■ **Material shown**:
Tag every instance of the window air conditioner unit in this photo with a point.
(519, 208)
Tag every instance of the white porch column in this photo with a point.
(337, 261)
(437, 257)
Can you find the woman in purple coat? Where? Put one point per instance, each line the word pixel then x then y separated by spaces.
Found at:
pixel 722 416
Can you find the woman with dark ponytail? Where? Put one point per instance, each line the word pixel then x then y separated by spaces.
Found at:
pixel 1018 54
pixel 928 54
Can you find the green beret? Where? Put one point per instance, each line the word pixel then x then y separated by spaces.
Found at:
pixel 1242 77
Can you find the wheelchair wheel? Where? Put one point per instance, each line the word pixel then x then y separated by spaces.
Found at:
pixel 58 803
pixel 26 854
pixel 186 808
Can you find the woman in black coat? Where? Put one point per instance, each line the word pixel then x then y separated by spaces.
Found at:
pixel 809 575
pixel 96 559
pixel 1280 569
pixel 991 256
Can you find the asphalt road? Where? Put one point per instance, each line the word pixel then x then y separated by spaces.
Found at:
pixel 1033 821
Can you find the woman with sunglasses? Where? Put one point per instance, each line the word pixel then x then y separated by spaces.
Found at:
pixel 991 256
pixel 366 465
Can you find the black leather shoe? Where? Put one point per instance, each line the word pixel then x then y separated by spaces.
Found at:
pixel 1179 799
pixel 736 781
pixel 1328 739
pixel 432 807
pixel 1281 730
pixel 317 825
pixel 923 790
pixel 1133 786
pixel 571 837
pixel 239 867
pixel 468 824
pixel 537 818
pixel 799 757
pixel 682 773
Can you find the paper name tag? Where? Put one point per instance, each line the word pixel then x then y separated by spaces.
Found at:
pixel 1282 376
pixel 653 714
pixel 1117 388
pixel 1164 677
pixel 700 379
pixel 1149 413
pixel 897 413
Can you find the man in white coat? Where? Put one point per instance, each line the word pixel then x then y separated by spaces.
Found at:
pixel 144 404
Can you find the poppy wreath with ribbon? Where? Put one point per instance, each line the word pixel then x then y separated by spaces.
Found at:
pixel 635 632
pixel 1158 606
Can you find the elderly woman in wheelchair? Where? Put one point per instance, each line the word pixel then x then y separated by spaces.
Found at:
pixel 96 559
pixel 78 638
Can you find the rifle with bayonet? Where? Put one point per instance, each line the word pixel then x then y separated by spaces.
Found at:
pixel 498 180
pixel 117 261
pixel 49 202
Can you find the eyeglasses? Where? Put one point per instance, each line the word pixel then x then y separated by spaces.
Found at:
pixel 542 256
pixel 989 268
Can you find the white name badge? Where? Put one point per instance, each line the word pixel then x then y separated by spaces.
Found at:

■ **Exercise**: Exact copies of all the entries above are required.

■ **Solution for this task**:
Tag every instance of the window air conditioner unit in this photo with a point.
(519, 208)
Tag every instance of the white porch column in this photo with a point.
(337, 261)
(437, 257)
Can you find the woman in purple coat? Where? Put one point per instance, each line the word pixel then x then y separated by spaces.
Found at:
pixel 722 416
Can you find the woman with dark ponytail? Where? Put one point per instance, each line the word pixel then x then y separated by spaces.
Found at:
pixel 1018 54
pixel 928 54
Can you find the green beret? Where? Put one point per instance, each line the word pixel then x then y separated by spaces.
Found at:
pixel 1242 77
Can you find the wheelchair wheel? Where? Put one point per instance, each line the word pixel then x then y separated by spaces.
Found at:
pixel 58 803
pixel 26 854
pixel 186 808
Can you find the woman in black coat? Where? Put one point per instance, each line the word pixel then x then y separated by spaces.
Found at:
pixel 809 575
pixel 96 559
pixel 1280 569
pixel 991 256
Can you find the asphalt road? Where? Put one point per instance, each line the word pixel then x then y separated by spaces.
Found at:
pixel 1033 821
Can you find the woman with sunglasses? Where? Put one point per instance, each line the word pixel then x then y separated by spaces.
Found at:
pixel 991 256
pixel 366 465
Can you find the black leather shoe? Where? Put one point per instance, each line the word pixel then x then y separated by spaces.
Found at:
pixel 1179 799
pixel 736 781
pixel 1328 739
pixel 432 807
pixel 1281 730
pixel 317 825
pixel 923 790
pixel 1133 786
pixel 571 837
pixel 239 867
pixel 468 824
pixel 537 818
pixel 799 757
pixel 682 773
Can you find the paper name tag? Where? Put one point per instance, each line the word pixel then x then y separated by spaces.
Found at:
pixel 1282 376
pixel 653 714
pixel 1117 388
pixel 1164 677
pixel 700 379
pixel 1149 413
pixel 897 413
Can you find the man in white coat? Where? Put one point per instance, each line the word pixel then x then y separated by spaces.
Found at:
pixel 144 404
Can you find the poppy wreath with ribbon? Where? Put one point per instance, each line the word pixel then x then y separated by spaces.
Found at:
pixel 635 632
pixel 1158 606
Can you find the elderly woman in wheelchair? Where? Put one point per instance, each line the word pixel then x then y separated by spaces.
Found at:
pixel 96 559
pixel 78 638
Can you find the rifle with bayonet? Where? Put one point per instance, each line the word pixel then x then y separated by spaces.
Found at:
pixel 498 180
pixel 117 261
pixel 49 202
Can you find the eyeglasses? Where? Put one point per instance, each line the word pixel then x then y separated by spaces.
Found at:
pixel 542 256
pixel 989 268
Can you find the white name badge? Where? Put one point per instance, each line the word pixel then x then y separated by spaces.
Found at:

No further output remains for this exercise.